_依頼事項_:
A. 上野焼の紹介文のうち、「千利休が豊臣秀吉の勘気を蒙り、」から「- 志戸呂焼(遠江:遠州)」までの部分をそのまま書き写してください。
B. 上野焼の紹介文に挙げられた遠州七窯の焼き物の名前を、すべて書き出すこと。

上品な薄作りが特徴の上野焼は、
灰釉、銅釉、鉄釉など
使用する釉薬によって肌合いや艶が異なり、
窯元によって多様な出来映えとなるのが魅力的な焼き物です。
茶器以外にも、
食器・花器などの身近な生活用品も数多く作り出され、
伝統工芸の枠を越えたモダンな陶芸作品として、
広く親しまれています!
歴史
「上野焼」は、
豊臣秀吉による「文禄・慶長の役」により招致された
加藤清正公に従って帰化した李朝陶工・尊楷が
慶長7(1602)年に
豊前小倉藩の藩主となった細川忠興候(三斉)に招かれて
陶土、水質に恵まれた上野の地に窯を築いたのが始まりです。
細川忠興は
「利休七哲」の一人にも数えられるほど
茶道に造詣が深く、
千利休から直接教えを受け、
「茶禅一味」の奥義を極めた大名でした。
千利休が豊臣秀吉の勘気を蒙り、
堺に蟄居(後に切腹)を命じられた際に見送りをしたのは、
古田織部と細川忠興の二名だけだったという話が伝わっています。
尊楷は地名に因んで「上野喜蔵高国」と名を改め、
細川忠興候の目に叶う、格調高い作品を作ったと言われています。
「上野焼」は、
後に、徳川家茶道指南役・小堀遠州が選定した
「遠州七窯」の一つに数えられ、
独特の温かみを持つことから、
当時の茶人に大変好まれたそうです。
[参考:遠州七窯]
- 志戸呂焼(遠江:遠州)
- 膳所焼 (近江)
- 朝日焼 (山城)
- 赤膚焼 (大和)
- 古曽部焼(摂津)
- 上野焼 (豊前)
- 高取焼 (筑前)

_データ抜粋_:
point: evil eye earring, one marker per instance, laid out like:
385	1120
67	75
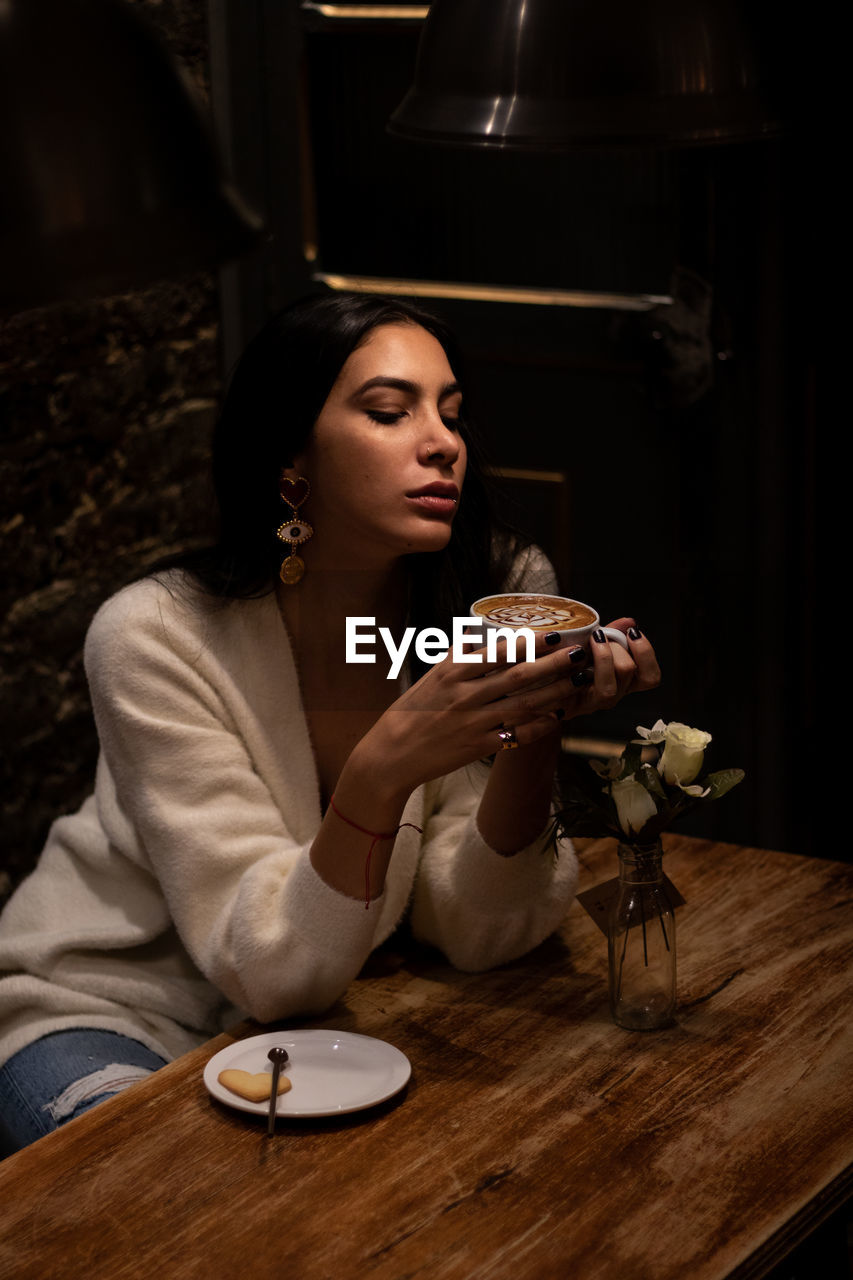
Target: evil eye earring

_解答一覧_:
A.
千利休が豊臣秀吉の勘気を蒙り、
堺に蟄居(後に切腹)を命じられた際に見送りをしたのは、
古田織部と細川忠興の二名だけだったという話が伝わっています。
尊楷は地名に因んで「上野喜蔵高国」と名を改め、
細川忠興候の目に叶う、格調高い作品を作ったと言われています。
「上野焼」は、
後に、徳川家茶道指南役・小堀遠州が選定した
「遠州七窯」の一つに数えられ、
独特の温かみを持つことから、
当時の茶人に大変好まれたそうです。
[参考:遠州七窯]
- 志戸呂焼(遠江:遠州)

B. 志戸呂焼、膳所焼、朝日焼、赤膚焼、古曽部焼、上野焼、高取焼